> _Consignes_:
A: Indiquez si chacune des affirmations suivantes concorde avec la critique du film *Harry, un ami qui vous veut du bien*, en répondant par oui ou par non et en citant mot pour mot les termes décisifs : (i) le film a été présenté en compétition officielle au Festival de Cannes en 2000 ; (ii) le film a remporté cinq Césars en 2001 ; (iii) Michel et Claire sont parents de trois petites filles.
B: Transcrivez fidèlement le passage de la critique qui commence par les mots contenant « Le temps n'a » et se termine par « les meilleurs auspices. ».

> _Page web_:
◇ ◇ ◇ ◇

Harry, un ami qui vous veut du bien : le thriller français qui vous veut du mal

Geoffrey Fouillet | 21 juin 2022 - MAJ : 21/06/2022 14:45
Geoffrey Fouillet | 21 juin 2022 - MAJ : 21/06/2022 14:45

Choc, mais jamais provoc', Harry, un ami qui vous veut du bien régale là où ça fait mal. Un thriller made in France comme on n'en fait presque plus.

Le temps n'a visiblement pas d'emprise sur Harry, un ami qui vous veut du bien. Vingt-deux ans au compteur et le film n'a rien perdu de son irrésistible noirceur. Son réalisateur, Dominik Moll, a depuis mené sa barque avec talent, le plus souvent avec son désormais fidèle coscénariste, Gilles Marchand. On leur doit notamment une autre grande réussite, Seules les bêtes, et leur dernière collaboration en date, La nuit du 12 (en salle le 13 juillet 2022), s'annonce là encore sous les meilleurs auspices.

Mais revenons à ce cher Harry. Après une présentation en compétition officielle au Festival de Cannes en 2000, les spectateurs français le découvrent au cinéma dans la foulée, en plein été, et lui veulent, à leur tour, le plus grand bien. Son carton au box-office hexagonal peut en témoigner, avec un cumul avoisinant les 2 millions d'entrées, sans compter le beau succès d'estime reçu outre-Atlantique. Et voilà qu'en 2001, le film remporte quatre Césars, dont ceux de la meilleure réalisation et du meilleur acteur pour Sergi López.

Un triomphe total qui impulse un vrai regain d'intérêt pour un cinéma de genre français à la fois populaire et singulier. D'où la fameuse vague horrifique des "French Frayeurs" qui déferle sur la production française des années plus tard, mais échoue à rassembler le public en raison d'une violence gore ouvertement assumée. Avec Harry, un ami qui vous veut du bien, le malaise se fait plus insidieux et ne prive jamais le spectateur de la possibilité d'en rire.

 

Harry, un ami qui vous veut du bien : photo, Sergi LópezUn visage aussi insondable que celui de La Joconde

 

LIFE-INVASION

Pour Michel (Laurent Lucas) et Claire (Mathilde Seigner), parents de trois petites filles, la vie est un long fleuve intranquille. Alors qu'ils retournent dans leur maison de campagne pour les vacances d'été, ils croisent sur leur route un ancien camarade de classe de Michel, le bien nommé Harry (Sergi López donc, stupéfiant d'ambiguïté), accompagné de sa fiancée Prune. Rencontre fortuite ou manigance déguisée ? Ce qui est sûr, c'est que la proie, Michel, a mordu à l'hameçon du "pêcheur", Harry.

◇ ◇ ◇ ◇

> _Enregistrements_:
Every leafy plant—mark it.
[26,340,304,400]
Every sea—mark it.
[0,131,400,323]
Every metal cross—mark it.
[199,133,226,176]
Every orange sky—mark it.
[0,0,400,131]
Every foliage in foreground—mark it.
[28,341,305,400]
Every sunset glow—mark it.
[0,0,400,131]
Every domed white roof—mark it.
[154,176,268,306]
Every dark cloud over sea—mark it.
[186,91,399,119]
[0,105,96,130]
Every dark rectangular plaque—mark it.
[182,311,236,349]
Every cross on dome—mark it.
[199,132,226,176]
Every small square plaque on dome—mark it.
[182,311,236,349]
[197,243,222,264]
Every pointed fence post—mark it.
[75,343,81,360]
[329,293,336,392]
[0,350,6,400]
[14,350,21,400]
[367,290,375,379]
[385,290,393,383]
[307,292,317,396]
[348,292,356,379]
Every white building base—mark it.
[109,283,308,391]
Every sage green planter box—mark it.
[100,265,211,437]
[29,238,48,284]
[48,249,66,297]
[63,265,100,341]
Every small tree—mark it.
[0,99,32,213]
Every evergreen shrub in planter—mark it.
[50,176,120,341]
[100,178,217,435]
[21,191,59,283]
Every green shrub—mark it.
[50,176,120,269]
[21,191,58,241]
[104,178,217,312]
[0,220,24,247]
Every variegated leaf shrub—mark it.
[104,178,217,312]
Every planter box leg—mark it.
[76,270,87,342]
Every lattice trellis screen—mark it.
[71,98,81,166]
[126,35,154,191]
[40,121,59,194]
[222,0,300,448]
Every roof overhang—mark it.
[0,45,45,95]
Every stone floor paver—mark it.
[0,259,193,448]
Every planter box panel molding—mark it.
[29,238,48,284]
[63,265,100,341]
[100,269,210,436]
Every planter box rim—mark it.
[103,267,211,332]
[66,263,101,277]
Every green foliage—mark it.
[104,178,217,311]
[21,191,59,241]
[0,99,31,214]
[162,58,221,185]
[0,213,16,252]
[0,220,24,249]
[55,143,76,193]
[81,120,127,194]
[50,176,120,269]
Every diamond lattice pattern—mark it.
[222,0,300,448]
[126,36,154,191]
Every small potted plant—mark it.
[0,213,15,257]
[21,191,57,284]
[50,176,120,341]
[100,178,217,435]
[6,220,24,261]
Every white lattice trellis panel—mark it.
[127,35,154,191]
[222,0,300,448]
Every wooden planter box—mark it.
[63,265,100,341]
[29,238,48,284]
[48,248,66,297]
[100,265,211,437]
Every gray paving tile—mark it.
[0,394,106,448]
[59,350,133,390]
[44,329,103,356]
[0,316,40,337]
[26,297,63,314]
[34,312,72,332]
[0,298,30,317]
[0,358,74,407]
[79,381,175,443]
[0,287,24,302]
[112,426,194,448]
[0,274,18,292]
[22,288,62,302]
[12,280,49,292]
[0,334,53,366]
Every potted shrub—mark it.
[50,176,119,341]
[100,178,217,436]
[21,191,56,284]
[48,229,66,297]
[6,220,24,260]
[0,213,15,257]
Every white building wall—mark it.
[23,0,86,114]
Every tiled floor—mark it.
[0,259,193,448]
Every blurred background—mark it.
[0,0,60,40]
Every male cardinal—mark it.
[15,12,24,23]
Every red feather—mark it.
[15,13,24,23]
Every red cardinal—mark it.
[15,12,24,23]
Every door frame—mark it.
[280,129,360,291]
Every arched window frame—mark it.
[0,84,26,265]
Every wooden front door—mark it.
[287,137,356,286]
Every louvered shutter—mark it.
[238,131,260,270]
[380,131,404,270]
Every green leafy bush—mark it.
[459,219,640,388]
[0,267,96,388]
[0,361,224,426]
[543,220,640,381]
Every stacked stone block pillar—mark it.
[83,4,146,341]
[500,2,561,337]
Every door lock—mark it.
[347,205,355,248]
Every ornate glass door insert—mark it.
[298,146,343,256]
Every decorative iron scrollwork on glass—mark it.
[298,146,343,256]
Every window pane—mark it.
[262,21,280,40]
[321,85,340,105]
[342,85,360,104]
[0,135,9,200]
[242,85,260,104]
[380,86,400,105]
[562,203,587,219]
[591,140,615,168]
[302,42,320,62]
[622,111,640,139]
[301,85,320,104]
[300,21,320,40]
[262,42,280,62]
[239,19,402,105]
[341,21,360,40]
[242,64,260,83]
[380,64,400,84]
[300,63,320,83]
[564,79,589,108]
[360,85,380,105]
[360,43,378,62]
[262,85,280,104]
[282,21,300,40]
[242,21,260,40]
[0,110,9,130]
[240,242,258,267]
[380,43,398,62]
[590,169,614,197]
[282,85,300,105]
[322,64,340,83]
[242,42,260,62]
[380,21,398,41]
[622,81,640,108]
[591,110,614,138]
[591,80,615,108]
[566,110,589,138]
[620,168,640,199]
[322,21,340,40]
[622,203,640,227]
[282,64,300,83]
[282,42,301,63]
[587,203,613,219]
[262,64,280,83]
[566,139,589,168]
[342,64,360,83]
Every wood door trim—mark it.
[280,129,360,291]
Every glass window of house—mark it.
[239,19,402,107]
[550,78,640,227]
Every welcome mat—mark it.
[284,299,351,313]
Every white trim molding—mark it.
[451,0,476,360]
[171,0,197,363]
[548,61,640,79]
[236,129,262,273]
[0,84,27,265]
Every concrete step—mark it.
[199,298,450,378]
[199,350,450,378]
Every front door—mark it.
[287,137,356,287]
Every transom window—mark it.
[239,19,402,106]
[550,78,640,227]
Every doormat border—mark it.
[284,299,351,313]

◇ ◇ ◇ ◇

> _Réponses attendues_:
A:
(i) Oui : « Après une présentation en compétition officielle au Festival de Cannes en 2000 ».
(ii) Non : « en 2001, le film remporte quatre Césars ».
(iii) Oui : « parents de trois petites filles ».

B:
Le temps n'a visiblement pas d'emprise sur Harry, un ami qui vous veut du bien. Vingt-deux ans au compteur et le film n'a rien perdu de son irrésistible noirceur. Son réalisateur, Dominik Moll, a depuis mené sa barque avec talent, le plus souvent avec son désormais fidèle coscénariste, Gilles Marchand. On leur doit notamment une autre grande réussite, Seules les bêtes, et leur dernière collaboration en date, La nuit du 12 (en salle le 13 juillet 2022), s'annonce là encore sous les meilleurs auspices.